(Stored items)
--- START ---

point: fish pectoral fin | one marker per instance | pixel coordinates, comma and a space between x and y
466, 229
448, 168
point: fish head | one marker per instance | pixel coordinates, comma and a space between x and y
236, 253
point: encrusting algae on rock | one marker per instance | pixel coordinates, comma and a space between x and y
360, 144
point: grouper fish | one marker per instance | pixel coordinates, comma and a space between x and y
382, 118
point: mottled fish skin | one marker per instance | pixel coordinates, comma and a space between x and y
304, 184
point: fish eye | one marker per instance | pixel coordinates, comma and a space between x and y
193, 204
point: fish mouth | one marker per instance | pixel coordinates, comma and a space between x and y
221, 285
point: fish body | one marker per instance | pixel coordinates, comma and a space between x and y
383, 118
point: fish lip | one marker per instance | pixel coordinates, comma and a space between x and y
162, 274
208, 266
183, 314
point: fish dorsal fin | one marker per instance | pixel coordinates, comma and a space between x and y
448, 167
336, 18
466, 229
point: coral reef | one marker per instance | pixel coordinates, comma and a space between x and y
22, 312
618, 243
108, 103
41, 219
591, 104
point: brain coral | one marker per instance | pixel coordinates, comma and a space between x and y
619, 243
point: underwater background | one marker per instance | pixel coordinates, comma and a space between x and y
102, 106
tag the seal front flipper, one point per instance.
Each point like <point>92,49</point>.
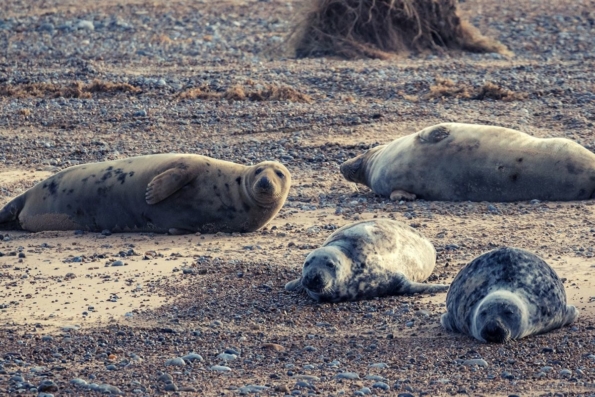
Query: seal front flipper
<point>294,285</point>
<point>9,215</point>
<point>166,184</point>
<point>397,195</point>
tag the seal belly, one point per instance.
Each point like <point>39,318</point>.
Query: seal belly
<point>484,163</point>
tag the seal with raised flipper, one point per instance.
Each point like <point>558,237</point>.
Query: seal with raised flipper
<point>368,259</point>
<point>506,294</point>
<point>176,193</point>
<point>460,162</point>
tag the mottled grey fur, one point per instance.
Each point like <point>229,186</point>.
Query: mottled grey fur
<point>176,193</point>
<point>460,162</point>
<point>368,259</point>
<point>505,294</point>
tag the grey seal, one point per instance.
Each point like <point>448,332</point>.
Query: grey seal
<point>368,259</point>
<point>506,294</point>
<point>460,162</point>
<point>176,193</point>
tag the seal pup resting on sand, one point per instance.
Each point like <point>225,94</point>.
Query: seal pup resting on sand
<point>506,294</point>
<point>368,259</point>
<point>175,193</point>
<point>461,162</point>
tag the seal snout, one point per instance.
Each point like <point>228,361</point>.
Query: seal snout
<point>495,331</point>
<point>316,281</point>
<point>264,183</point>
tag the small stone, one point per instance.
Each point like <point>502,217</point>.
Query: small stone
<point>165,378</point>
<point>310,378</point>
<point>192,357</point>
<point>47,386</point>
<point>227,357</point>
<point>86,25</point>
<point>252,389</point>
<point>477,361</point>
<point>273,346</point>
<point>178,362</point>
<point>381,385</point>
<point>565,372</point>
<point>170,387</point>
<point>220,368</point>
<point>347,375</point>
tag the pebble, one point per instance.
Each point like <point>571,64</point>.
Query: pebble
<point>47,386</point>
<point>227,357</point>
<point>381,385</point>
<point>347,375</point>
<point>170,387</point>
<point>220,368</point>
<point>178,362</point>
<point>252,389</point>
<point>192,357</point>
<point>78,382</point>
<point>476,362</point>
<point>375,377</point>
<point>86,25</point>
<point>310,378</point>
<point>566,372</point>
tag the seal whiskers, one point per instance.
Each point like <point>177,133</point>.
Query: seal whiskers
<point>506,294</point>
<point>368,259</point>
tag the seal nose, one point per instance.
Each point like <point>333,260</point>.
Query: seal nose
<point>315,282</point>
<point>264,183</point>
<point>494,331</point>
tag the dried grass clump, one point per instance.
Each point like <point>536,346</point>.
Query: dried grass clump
<point>251,92</point>
<point>75,89</point>
<point>494,91</point>
<point>446,88</point>
<point>381,28</point>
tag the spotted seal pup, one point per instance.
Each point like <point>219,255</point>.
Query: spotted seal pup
<point>367,259</point>
<point>176,193</point>
<point>460,162</point>
<point>506,294</point>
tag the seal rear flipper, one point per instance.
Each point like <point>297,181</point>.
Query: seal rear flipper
<point>447,322</point>
<point>294,285</point>
<point>397,195</point>
<point>411,287</point>
<point>9,215</point>
<point>434,134</point>
<point>571,315</point>
<point>166,184</point>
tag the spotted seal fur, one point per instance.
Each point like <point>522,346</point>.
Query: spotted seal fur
<point>506,294</point>
<point>368,259</point>
<point>176,193</point>
<point>460,162</point>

--- END ---

The task:
Before duplicating the entries above, strip out the pictures and keep the rest exact.

Exercise output:
point: fish pectoral fin | one marker per instance | pixel coordinates, comma and a space between x and y
466, 229
448, 168
point: fish head | one marker per instance | pixel coordinates, comma and a space between x and y
236, 253
point: encrusting algae on rock | one marker per instance | pixel coordinates, comma and a space between x and y
360, 144
point: grouper fish | one marker per instance | pixel coordinates, comma and a space between x and y
382, 118
point: mottled fish skin | one marker per instance | pixel coordinates, comma and a space between x and y
304, 184
point: fish eye | one marker per instance | pixel coordinates, comma and a space between x and y
193, 204
point: fish mouth | one marker per instance | pixel coordinates, comma and a space between x and y
221, 285
point: fish body | one marker per instance | pixel coordinates, comma and a space between x and y
383, 118
point: fish lip | one marker per instance | pixel coordinates, comma and a space between x and y
162, 274
208, 266
183, 314
point: fish dorsal fin | one marker per instance | pixel coordinates, comma and a space between x and y
448, 167
336, 18
466, 229
point: coral reef | one marker per instance | pixel coordinates, comma and a space between x and y
22, 312
618, 243
108, 103
41, 219
591, 104
point: brain coral | one marker per instance | pixel coordinates, comma and a space between x and y
619, 243
point: underwater background | one marker per instance | pixel coordinates, comma and a space between x and y
102, 106
tag the seal front flipper, one point per instance.
Each point like <point>92,49</point>.
Query: seal front flipper
<point>294,285</point>
<point>9,215</point>
<point>166,184</point>
<point>397,195</point>
tag the seal belly, one point per instance.
Each point like <point>39,318</point>.
Query: seal belly
<point>484,163</point>
tag the seal with raised flipper, one point per instance.
Each point like <point>558,237</point>.
Query: seal with raised flipper
<point>368,259</point>
<point>506,294</point>
<point>176,193</point>
<point>460,162</point>
tag the mottled grey fur, one point per instance.
Each point like <point>229,186</point>.
Query: mottled grey fur
<point>176,193</point>
<point>460,162</point>
<point>368,259</point>
<point>505,294</point>
tag the grey seal, one point per instance.
Each point like <point>448,332</point>.
Query: grey seal
<point>368,259</point>
<point>506,294</point>
<point>460,162</point>
<point>176,193</point>
tag the seal pup resting on sand, one point per instance.
Each point like <point>225,94</point>.
Query: seal pup resting on sand
<point>506,294</point>
<point>368,259</point>
<point>175,193</point>
<point>461,162</point>
tag the seal snout, one point per instance.
Each point like <point>228,361</point>.
Query: seal snout
<point>495,331</point>
<point>316,281</point>
<point>264,183</point>
tag the small stone, one point per instance.
Each point like <point>502,217</point>.
Query: small stone
<point>165,378</point>
<point>310,378</point>
<point>192,357</point>
<point>47,386</point>
<point>227,357</point>
<point>86,25</point>
<point>252,389</point>
<point>477,361</point>
<point>273,346</point>
<point>178,362</point>
<point>381,385</point>
<point>565,372</point>
<point>170,387</point>
<point>220,368</point>
<point>347,375</point>
tag the pebble, one point per instance.
Each point like <point>571,64</point>.
Query: pebble
<point>47,386</point>
<point>227,357</point>
<point>381,385</point>
<point>347,375</point>
<point>170,387</point>
<point>220,368</point>
<point>178,362</point>
<point>252,389</point>
<point>192,357</point>
<point>78,382</point>
<point>476,362</point>
<point>375,377</point>
<point>86,25</point>
<point>310,378</point>
<point>566,372</point>
tag the seal whiskers, one point per instance.
Each point like <point>177,133</point>.
Query: seal whiskers
<point>506,294</point>
<point>368,259</point>
tag the seal nose, one point per instance.
Each point like <point>333,260</point>.
Query: seal nose
<point>315,282</point>
<point>264,183</point>
<point>494,331</point>
tag the dried grass clump, one point per instance.
Each point like <point>536,346</point>.
Query: dried grass clump
<point>251,92</point>
<point>75,89</point>
<point>494,91</point>
<point>446,88</point>
<point>381,28</point>
tag the spotted seal pup, one point per instance.
Each point like <point>219,255</point>.
Query: spotted seal pup
<point>367,259</point>
<point>176,193</point>
<point>460,162</point>
<point>506,294</point>
tag the seal rear flipper, one point per instance.
Each point like <point>297,181</point>.
Query: seal rear flipper
<point>447,322</point>
<point>294,285</point>
<point>397,195</point>
<point>411,287</point>
<point>9,215</point>
<point>434,134</point>
<point>571,315</point>
<point>166,184</point>
tag the spotted seal fur, one point per instance.
Each point like <point>522,346</point>.
Query: spotted seal fur
<point>506,294</point>
<point>368,259</point>
<point>176,193</point>
<point>460,162</point>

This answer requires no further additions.